Exercise
Take the data that follows and retype it word for word.

Material for this exercise
-*-

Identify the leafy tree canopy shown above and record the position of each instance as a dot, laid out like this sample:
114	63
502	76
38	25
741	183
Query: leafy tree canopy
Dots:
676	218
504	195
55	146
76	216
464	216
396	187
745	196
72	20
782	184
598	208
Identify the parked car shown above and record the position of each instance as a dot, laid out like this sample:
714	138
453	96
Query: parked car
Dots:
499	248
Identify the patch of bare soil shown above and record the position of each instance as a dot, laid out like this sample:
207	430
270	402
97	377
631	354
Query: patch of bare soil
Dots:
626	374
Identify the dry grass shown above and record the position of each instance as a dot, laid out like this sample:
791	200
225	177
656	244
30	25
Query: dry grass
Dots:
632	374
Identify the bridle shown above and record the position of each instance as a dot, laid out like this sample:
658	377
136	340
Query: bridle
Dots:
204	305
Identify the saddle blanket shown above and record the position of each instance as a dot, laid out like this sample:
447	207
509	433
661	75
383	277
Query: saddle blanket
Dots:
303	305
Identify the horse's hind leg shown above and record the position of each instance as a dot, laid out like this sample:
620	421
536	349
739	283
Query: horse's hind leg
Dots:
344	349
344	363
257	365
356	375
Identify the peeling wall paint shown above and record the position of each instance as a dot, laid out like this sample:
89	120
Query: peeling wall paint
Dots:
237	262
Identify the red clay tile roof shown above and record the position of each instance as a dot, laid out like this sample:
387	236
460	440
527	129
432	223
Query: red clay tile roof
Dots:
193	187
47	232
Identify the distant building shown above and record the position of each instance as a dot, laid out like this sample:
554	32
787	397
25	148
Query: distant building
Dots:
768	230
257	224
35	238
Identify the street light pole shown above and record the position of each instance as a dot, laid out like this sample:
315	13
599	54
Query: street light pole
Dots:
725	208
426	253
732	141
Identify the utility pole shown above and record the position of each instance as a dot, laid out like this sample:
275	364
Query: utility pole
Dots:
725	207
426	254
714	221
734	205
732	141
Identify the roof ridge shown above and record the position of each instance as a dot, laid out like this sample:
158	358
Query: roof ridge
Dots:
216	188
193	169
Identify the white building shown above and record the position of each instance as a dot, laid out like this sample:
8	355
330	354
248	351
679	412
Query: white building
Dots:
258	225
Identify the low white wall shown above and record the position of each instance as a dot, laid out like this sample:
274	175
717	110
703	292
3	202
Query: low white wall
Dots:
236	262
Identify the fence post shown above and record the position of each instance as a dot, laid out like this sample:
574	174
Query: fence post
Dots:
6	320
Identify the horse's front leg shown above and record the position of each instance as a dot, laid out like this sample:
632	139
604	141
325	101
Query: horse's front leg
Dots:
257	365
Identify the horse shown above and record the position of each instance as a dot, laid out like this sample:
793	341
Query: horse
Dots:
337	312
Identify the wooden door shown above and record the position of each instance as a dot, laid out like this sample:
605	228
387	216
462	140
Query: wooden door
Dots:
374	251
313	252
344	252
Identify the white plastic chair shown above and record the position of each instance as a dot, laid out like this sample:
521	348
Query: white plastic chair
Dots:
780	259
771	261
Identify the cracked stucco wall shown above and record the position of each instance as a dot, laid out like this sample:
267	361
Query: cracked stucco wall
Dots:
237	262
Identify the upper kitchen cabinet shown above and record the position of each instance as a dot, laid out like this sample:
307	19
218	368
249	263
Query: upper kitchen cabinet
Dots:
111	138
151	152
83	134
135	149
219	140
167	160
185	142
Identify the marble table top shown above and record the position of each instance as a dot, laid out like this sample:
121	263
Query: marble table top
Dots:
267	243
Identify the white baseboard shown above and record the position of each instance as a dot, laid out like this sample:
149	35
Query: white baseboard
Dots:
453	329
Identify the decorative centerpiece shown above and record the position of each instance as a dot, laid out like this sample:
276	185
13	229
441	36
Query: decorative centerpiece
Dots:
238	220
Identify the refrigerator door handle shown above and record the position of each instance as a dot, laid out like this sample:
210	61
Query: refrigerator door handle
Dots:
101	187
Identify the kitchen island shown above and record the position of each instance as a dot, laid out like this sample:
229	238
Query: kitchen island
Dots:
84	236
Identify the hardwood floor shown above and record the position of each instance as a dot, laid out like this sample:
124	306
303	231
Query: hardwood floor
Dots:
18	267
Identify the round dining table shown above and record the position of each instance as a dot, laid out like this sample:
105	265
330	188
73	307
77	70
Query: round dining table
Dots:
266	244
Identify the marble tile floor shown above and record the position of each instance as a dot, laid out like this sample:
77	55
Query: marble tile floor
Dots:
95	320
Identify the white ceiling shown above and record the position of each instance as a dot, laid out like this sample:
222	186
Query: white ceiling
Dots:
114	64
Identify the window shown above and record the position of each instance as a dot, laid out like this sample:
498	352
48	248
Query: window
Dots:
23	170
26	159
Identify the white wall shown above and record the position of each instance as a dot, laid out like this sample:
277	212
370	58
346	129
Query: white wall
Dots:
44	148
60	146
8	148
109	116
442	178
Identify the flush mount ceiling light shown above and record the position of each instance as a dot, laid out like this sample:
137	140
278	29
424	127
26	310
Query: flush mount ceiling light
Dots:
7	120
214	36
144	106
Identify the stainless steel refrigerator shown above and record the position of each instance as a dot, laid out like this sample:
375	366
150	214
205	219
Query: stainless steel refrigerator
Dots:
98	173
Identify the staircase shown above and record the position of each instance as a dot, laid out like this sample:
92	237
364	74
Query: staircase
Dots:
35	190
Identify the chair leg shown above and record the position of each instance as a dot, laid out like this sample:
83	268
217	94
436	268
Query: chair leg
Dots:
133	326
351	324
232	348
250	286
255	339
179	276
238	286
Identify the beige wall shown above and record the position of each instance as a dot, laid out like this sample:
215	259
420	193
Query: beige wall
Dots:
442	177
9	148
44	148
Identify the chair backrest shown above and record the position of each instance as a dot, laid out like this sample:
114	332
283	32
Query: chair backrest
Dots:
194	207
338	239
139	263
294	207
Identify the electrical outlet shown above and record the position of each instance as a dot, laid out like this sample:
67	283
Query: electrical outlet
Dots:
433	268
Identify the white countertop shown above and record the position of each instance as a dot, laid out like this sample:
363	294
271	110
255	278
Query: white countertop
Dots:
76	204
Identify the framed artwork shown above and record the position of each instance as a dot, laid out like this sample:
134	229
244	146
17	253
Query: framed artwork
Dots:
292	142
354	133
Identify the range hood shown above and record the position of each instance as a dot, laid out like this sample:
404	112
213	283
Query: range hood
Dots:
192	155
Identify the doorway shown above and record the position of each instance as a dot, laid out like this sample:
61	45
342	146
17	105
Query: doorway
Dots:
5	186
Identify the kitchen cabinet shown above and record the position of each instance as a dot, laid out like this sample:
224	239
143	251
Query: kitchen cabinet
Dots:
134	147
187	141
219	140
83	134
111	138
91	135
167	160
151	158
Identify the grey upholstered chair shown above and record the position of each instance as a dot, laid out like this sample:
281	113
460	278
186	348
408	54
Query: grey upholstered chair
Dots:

-*-

Solution to the problem
Identify the leafy tree canopy shown above and record the position of each instance as a dot, laid out like this sample:
114	63
502	76
38	25
741	183
Query: leafy tree canopy
Dots:
676	218
504	195
55	146
76	216
464	216
396	187
745	196
72	20
782	184
598	208
Identify the parked car shown above and record the position of each instance as a dot, laid out like this sample:
714	138
453	96
Query: parked car
Dots:
499	248
Identify the patch of bare soil shown above and record the position of each instance as a dot, laid out like this sample:
207	430
270	402
97	377
631	354
Query: patch of bare soil
Dots:
626	374
Identify the dry grass shown above and record the position of each instance as a dot, laid out like this sample:
791	200
225	177
656	244
30	25
Query: dry grass
Dots:
632	374
Identify the bridle shown above and record the position of each instance as a dot, laid out like this sample:
658	377
136	340
Query: bridle
Dots:
204	305
Identify the saddle blanket shown above and record the position of each instance as a dot, laid out like this sample:
447	207
509	433
661	75
383	277
Query: saddle blanket
Dots:
303	305
Identify the horse's hind leg shown above and record the position of each instance as a dot, laid out like this sample:
620	421
536	349
739	283
Query: horse's hind leg
Dots:
344	349
344	363
257	365
356	375
Identify the peeling wall paint shown above and record the position of each instance as a dot, laid out like this sample:
89	120
Query: peeling wall paint
Dots:
237	262
Identify the red clay tile roof shown above and record the position of each instance as a dot, laid out like this sample:
387	236
460	440
527	129
432	223
Query: red clay tile roof
Dots:
193	187
47	232
Identify the distant building shown above and record the position of each instance as a dot, laid out like this sample:
554	32
787	397
25	148
Query: distant building
Dots:
768	230
257	224
35	238
Identify the street light pole shown above and record the position of each instance as a dot, laid out like this sample:
315	13
599	54
Query: street light pole
Dots:
725	208
426	253
732	141
Identify the utility pole shown above and record the position of each instance as a dot, laid out like this sample:
275	364
Query: utility pole
Dots:
725	207
426	254
714	221
734	205
732	141
Identify the roof ridge shown above and record the position of each instance as a dot, laid out like this sample:
158	358
Query: roof ridge
Dots:
216	188
193	169
Identify the white building shown above and record the position of each instance as a dot, laid out like this sample:
8	355
330	354
248	351
679	412
Query: white building
Dots:
258	225
Identify the low white wall shown above and record the position of each instance as a dot, laid out like this sample:
274	175
717	110
703	292
3	202
Query: low white wall
Dots:
236	262
Identify the fence post shown above and record the position of each instance as a dot, laid out like this sample:
574	174
Query: fence post
Dots:
6	320
Identify the horse's front leg shown above and record the position of each instance as a dot, laid out like this sample:
632	139
604	141
325	101
Query: horse's front leg
Dots:
257	365
Identify the horse shown above and record the position of each instance as a dot, laid out like this sample:
793	341
Query: horse
Dots:
337	312
Identify the wooden door shown above and record the position of each instance as a dot, laid out like this sample:
605	228
387	216
462	140
Query: wooden door
Dots:
374	251
313	252
344	252
Identify the white plastic chair shown above and record the position of each instance as a dot, laid out like this sample:
521	348
Query: white plastic chair
Dots:
780	259
771	261
Identify the cracked stucco wall shown above and record the position of each instance as a dot, laid out like this sample:
267	361
Query: cracked stucco wall
Dots:
237	262
Identify the upper kitchen cabinet shown above and record the position of each instance as a dot, laid out like this sample:
307	19
218	368
249	263
Query: upper kitchen cabinet
Dots:
111	138
151	152
83	134
135	149
219	140
167	160
185	142
Identify the marble table top shown above and record the position of each instance as a dot, laid out like this sample:
121	263
Query: marble table top
Dots:
267	243
Identify the white baseboard shown above and record the position of each instance as a dot, laid out like this sample:
149	35
Query: white baseboard
Dots:
453	329
Identify the decorative centerpiece shown above and record the position of each instance as a dot, laid out like this sample:
276	185
13	229
441	36
Query: decorative centerpiece
Dots:
238	220
Identify the refrigerator door handle shown above and record the position of each instance as a dot, laid out like this sample:
210	61
Query: refrigerator door handle
Dots:
101	187
Identify the kitchen island shown above and record the position of each instance as a dot, laid out like this sample:
229	238
Query: kitchen island
Dots:
84	236
Identify the hardwood floor shown above and record the position of each instance as a dot, laid out like this sample:
124	306
303	231
Query: hardwood floor
Dots:
18	267
Identify the round dining table shown above and record the position of each instance as a dot, laid out like this sample:
105	265
330	188
73	307
77	70
Query: round dining table
Dots:
266	244
Identify the marble tile floor shown above and record the position of each instance as a dot, laid out like this sample:
77	55
Query: marble tile floor
Dots:
95	320
Identify the white ceiling shown above and record the position of each instance as a dot, laid out like this sample:
222	186
Query: white ceiling
Dots:
114	64
Identify the window shown above and record the position of each instance as a dot, laid out like this sample:
498	352
48	248
Query: window
Dots:
23	170
26	159
Identify the white wall shown above and record the position of each instance as a dot, laid out like this sample:
277	212
370	58
346	129
Query: white wall
Dots:
44	148
60	146
8	148
109	116
442	178
Identify the flush mount ceiling light shown above and record the position of each instance as a dot, laid out like this sample:
137	140
278	29
424	127
26	310
Query: flush mount ceiling light
Dots:
7	120
214	36
144	106
Identify the stainless steel refrigerator shown above and record the position of each instance as a dot, laid out like this sample:
375	366
150	214
205	219
Query: stainless steel refrigerator
Dots:
98	173
Identify the staircase shown above and record the position of each instance as a dot, laid out like this sample:
92	237
364	74
Query: staircase
Dots:
35	190
Identify the chair leg shown above and record the position of each instance as a dot, laid out like this sample:
83	268
217	94
436	268
Query: chair leg
Dots:
133	326
351	324
232	348
250	286
255	339
179	276
238	286
Identify the beige wall shown above and record the position of each instance as a dot, laid out like this sample:
215	259
420	193
Query: beige wall
Dots:
442	177
9	148
44	148
Identify the chair backrest shown above and record the position of each instance as a dot, laid out like this sample:
114	332
283	32
Query: chair backrest
Dots:
194	207
338	239
139	263
294	207
Identify the electrical outlet shown above and record the position of each instance as a dot, laid out like this sample:
67	283
Query: electrical outlet
Dots:
433	268
Identify the white countertop shown above and record the position of each instance as a dot, laid out like this sample:
363	294
271	110
255	278
Query: white countertop
Dots:
76	204
Identify the framed artwork shown above and record the position of each instance as a dot, laid out like this sample:
134	229
244	146
17	253
Query: framed artwork
Dots:
292	142
354	133
Identify the range hood shown above and record the position of each instance as a dot, laid out like this sample:
404	112
213	283
Query: range hood
Dots:
192	155
Identify the doorway shown above and record the position of each instance as a dot, laid out like this sample:
61	45
342	146
17	105
Query: doorway
Dots:
5	186
Identify the kitchen cabinet shown above and record the position of each instance as a dot, laid out like this sample:
224	239
143	251
Query: kitchen cabinet
Dots:
134	147
187	141
219	140
83	134
111	138
91	135
167	160
151	158
Identify the grey upholstered chair shown above and record the position of each instance as a dot, laid out like this sample:
281	113
460	278
186	348
408	54
Query: grey upholstered chair
Dots:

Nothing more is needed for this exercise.